= DESCRIPTION OF THE TASK =
Pull out every line in the data that has the string "annotate" in it.

Records excerpted from a collection:
§

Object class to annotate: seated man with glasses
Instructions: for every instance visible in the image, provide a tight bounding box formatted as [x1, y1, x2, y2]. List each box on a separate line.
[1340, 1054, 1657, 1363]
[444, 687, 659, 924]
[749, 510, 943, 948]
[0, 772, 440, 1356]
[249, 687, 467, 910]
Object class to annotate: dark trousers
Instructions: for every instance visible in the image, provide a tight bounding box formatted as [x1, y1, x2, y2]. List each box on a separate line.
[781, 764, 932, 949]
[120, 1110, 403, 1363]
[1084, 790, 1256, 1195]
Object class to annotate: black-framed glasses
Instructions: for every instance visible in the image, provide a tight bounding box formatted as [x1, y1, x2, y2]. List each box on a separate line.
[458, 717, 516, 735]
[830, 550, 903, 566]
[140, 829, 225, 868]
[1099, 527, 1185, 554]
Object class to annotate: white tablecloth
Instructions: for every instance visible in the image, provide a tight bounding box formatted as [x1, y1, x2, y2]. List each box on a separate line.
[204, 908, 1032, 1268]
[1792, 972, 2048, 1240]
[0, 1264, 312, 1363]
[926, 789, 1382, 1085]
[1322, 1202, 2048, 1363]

§

= ANSWER TO THIS PROBLEM =
Object class to annotate: seated man with glasses
Object class to annotate: dark trousers
Object class to annotate: black-framed glasses
Object class to annotate: white tablecloth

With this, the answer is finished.